Stated task
Please return each line in the listing below that contains the word "wooden".

Working data
[START]

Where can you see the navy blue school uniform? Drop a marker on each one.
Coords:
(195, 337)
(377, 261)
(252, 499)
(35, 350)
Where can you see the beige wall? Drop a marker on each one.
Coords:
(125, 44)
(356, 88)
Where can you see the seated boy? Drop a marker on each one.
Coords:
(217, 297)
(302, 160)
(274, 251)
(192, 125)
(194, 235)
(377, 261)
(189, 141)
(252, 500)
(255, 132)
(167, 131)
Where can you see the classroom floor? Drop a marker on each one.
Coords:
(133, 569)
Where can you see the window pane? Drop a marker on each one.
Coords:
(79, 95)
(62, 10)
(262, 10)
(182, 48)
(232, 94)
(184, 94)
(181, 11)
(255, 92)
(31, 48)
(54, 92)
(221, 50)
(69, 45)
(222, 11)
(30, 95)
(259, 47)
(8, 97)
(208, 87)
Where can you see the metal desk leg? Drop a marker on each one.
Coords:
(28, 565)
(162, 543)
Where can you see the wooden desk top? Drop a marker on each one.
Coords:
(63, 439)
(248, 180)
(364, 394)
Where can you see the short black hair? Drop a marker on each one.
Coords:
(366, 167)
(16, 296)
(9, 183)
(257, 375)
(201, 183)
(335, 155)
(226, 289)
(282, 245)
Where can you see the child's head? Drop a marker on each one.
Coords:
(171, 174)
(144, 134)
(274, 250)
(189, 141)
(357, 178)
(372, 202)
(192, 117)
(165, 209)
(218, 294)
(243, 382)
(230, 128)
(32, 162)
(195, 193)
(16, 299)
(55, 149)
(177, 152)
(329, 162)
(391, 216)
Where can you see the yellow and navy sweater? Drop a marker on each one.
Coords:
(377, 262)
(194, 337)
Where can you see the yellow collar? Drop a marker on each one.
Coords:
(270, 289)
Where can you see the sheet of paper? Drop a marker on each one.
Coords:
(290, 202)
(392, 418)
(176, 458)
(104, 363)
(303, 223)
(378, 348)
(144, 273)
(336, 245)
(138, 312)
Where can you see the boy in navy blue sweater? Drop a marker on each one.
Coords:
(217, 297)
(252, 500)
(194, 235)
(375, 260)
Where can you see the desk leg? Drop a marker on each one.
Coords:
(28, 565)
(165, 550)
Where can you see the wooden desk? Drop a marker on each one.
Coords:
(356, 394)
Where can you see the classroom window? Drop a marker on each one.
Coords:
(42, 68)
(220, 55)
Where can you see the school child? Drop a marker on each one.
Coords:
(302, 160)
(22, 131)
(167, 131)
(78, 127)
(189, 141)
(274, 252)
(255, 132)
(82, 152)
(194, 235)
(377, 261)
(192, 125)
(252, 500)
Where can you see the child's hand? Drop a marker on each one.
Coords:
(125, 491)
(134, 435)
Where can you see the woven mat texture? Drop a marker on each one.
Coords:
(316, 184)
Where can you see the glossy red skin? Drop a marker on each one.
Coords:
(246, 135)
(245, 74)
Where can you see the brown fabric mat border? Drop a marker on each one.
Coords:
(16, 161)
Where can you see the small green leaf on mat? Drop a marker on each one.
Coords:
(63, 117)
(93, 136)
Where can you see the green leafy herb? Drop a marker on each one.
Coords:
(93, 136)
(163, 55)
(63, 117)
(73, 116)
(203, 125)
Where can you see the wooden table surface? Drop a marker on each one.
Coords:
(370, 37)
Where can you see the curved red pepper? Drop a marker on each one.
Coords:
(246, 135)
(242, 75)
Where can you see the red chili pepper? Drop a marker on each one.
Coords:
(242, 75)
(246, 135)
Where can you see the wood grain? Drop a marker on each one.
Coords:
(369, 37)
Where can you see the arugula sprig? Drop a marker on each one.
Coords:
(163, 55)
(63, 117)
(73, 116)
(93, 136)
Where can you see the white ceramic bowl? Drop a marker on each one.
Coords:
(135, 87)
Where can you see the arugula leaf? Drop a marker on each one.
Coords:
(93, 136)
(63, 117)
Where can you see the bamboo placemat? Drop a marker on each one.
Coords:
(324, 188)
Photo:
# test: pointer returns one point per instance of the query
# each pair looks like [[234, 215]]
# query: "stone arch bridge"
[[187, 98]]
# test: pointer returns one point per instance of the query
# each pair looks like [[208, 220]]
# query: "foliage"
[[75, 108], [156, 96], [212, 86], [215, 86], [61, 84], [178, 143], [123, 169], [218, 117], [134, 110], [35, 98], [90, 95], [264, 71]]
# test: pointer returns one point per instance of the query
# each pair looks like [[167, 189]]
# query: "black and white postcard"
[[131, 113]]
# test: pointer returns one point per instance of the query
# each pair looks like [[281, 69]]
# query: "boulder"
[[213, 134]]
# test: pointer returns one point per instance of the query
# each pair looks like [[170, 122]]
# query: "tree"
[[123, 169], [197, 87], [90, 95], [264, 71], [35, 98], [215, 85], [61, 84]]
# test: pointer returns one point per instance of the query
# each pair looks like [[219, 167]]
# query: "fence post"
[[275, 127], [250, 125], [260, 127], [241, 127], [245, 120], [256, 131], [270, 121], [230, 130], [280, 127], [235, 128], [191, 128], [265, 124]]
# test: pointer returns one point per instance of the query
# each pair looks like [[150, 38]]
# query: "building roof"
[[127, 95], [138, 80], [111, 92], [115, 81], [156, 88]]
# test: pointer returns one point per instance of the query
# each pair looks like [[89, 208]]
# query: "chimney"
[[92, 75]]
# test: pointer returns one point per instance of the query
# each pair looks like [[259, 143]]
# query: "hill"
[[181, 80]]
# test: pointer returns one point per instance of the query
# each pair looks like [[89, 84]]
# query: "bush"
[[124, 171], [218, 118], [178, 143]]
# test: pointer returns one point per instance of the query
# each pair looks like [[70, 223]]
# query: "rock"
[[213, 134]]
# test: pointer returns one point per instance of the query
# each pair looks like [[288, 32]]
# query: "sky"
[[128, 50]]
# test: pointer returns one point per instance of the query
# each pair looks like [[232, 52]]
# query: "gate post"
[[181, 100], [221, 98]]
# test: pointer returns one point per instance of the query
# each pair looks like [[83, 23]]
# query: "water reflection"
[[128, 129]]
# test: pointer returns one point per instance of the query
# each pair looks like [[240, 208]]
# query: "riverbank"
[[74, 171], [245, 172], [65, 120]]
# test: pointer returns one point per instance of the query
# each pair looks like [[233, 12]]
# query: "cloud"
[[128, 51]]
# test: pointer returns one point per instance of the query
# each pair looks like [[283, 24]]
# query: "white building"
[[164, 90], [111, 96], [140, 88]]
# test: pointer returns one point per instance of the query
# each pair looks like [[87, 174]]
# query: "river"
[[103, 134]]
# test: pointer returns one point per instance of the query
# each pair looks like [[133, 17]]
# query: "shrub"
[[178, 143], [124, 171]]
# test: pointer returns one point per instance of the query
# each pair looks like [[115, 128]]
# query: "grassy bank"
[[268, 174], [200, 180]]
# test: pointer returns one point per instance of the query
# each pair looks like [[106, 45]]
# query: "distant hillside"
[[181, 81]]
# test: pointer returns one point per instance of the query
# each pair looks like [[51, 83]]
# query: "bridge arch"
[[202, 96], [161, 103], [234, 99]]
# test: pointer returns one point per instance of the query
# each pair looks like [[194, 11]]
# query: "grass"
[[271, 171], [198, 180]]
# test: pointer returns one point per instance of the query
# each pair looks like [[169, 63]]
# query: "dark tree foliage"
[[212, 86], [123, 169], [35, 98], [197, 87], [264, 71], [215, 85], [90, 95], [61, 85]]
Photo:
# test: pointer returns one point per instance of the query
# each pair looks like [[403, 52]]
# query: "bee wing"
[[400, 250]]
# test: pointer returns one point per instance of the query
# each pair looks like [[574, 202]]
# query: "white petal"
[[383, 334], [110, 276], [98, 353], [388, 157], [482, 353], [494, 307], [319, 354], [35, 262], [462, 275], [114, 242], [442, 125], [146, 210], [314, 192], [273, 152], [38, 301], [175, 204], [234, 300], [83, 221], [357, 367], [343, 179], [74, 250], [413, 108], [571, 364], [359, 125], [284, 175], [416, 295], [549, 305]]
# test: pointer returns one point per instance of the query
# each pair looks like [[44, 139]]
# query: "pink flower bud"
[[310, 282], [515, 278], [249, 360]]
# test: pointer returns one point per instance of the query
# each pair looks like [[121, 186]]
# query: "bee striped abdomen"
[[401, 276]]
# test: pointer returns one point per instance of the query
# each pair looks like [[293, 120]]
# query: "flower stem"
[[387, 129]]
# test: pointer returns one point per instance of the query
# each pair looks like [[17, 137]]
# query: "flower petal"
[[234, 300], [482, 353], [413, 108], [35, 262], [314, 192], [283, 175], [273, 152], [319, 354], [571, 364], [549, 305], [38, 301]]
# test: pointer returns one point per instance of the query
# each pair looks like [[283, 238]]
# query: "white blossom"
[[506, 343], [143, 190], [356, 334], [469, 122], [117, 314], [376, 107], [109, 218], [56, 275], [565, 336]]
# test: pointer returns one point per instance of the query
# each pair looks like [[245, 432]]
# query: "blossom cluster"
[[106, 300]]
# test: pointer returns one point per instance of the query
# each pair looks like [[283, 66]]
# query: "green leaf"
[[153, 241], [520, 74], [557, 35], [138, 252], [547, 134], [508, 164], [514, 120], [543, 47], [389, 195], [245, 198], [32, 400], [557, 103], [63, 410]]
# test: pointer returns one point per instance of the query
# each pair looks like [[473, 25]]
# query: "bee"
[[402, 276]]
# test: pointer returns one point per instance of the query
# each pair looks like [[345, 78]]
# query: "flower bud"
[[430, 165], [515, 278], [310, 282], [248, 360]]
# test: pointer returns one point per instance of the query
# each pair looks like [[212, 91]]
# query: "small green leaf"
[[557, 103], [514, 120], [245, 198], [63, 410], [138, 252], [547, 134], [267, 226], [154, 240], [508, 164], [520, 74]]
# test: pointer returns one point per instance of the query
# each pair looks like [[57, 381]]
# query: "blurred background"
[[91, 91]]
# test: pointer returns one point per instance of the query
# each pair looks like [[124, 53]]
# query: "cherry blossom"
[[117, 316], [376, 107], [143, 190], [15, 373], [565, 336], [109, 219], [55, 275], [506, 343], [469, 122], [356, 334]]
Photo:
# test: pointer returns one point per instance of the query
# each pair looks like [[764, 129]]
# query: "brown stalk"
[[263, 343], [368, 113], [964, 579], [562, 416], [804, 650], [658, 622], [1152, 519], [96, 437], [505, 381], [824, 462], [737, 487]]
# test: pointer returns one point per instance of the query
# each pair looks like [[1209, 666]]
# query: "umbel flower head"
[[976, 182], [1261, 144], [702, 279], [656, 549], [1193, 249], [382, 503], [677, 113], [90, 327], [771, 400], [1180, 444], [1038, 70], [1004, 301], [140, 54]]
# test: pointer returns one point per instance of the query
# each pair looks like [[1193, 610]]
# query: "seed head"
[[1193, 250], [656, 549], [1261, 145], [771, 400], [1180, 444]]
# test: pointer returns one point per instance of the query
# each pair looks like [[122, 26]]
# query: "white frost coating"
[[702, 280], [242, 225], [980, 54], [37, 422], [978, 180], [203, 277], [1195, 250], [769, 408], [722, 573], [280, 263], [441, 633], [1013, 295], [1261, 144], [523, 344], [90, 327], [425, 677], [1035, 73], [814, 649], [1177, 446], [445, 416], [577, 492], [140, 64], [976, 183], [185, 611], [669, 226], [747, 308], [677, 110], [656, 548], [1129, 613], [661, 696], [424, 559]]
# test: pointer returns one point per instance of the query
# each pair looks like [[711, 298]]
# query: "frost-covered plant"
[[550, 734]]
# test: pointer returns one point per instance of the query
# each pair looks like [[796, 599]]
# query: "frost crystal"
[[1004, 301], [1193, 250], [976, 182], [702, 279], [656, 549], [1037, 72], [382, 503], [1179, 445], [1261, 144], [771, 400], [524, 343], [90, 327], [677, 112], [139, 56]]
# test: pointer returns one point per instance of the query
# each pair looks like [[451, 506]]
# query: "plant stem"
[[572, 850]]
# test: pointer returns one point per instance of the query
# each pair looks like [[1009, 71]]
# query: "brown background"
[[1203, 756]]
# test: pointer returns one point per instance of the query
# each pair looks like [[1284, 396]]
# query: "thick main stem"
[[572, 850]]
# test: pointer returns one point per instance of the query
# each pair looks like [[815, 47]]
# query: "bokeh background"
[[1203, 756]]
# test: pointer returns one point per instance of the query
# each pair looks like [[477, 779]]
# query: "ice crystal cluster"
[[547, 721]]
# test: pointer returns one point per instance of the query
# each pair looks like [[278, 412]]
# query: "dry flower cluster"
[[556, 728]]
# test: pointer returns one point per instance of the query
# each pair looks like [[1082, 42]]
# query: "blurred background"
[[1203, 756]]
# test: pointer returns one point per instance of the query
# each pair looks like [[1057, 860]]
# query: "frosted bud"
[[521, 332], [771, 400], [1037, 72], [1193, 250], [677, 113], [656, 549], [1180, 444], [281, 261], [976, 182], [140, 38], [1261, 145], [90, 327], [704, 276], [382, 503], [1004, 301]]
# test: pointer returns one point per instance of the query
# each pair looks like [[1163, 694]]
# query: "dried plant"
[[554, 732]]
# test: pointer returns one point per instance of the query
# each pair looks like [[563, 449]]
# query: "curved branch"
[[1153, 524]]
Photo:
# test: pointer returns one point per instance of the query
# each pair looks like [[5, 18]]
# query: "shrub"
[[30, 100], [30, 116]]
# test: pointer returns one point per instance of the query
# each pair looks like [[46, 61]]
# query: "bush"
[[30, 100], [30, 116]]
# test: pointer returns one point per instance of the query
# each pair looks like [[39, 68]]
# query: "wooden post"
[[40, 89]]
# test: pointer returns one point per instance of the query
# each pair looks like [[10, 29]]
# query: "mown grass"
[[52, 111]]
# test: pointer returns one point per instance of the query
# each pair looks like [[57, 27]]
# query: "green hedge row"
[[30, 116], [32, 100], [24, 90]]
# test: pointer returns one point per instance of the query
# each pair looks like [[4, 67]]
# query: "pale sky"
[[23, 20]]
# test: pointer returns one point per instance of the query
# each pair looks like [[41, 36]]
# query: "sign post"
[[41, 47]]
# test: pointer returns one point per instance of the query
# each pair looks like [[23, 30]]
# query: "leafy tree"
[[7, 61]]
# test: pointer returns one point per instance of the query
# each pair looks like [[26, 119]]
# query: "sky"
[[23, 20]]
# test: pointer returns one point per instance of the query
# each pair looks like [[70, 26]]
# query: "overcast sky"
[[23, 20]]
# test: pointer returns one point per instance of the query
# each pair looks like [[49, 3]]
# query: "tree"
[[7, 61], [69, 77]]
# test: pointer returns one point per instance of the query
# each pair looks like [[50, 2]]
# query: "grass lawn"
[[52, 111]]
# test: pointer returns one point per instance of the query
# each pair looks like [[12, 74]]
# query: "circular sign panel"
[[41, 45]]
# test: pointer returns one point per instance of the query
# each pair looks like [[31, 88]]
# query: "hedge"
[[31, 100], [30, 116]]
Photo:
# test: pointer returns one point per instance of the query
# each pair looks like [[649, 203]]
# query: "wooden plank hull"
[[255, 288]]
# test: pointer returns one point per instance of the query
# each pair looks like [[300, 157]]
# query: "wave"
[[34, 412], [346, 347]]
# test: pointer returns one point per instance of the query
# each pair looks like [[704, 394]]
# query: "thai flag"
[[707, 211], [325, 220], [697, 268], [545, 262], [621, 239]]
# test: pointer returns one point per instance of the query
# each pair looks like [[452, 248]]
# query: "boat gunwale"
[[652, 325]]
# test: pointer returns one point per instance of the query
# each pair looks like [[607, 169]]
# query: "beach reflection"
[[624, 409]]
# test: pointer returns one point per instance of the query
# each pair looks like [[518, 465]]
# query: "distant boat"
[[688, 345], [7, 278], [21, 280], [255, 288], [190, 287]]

[END]

Final result
Where can you see the wooden desk top? Drop a marker on each one.
Where can you see the wooden desk? Drop a marker on each one.
Where can you see the wooden table surface? Drop a marker on each one.
# query: "wooden post"
# query: "wooden plank hull"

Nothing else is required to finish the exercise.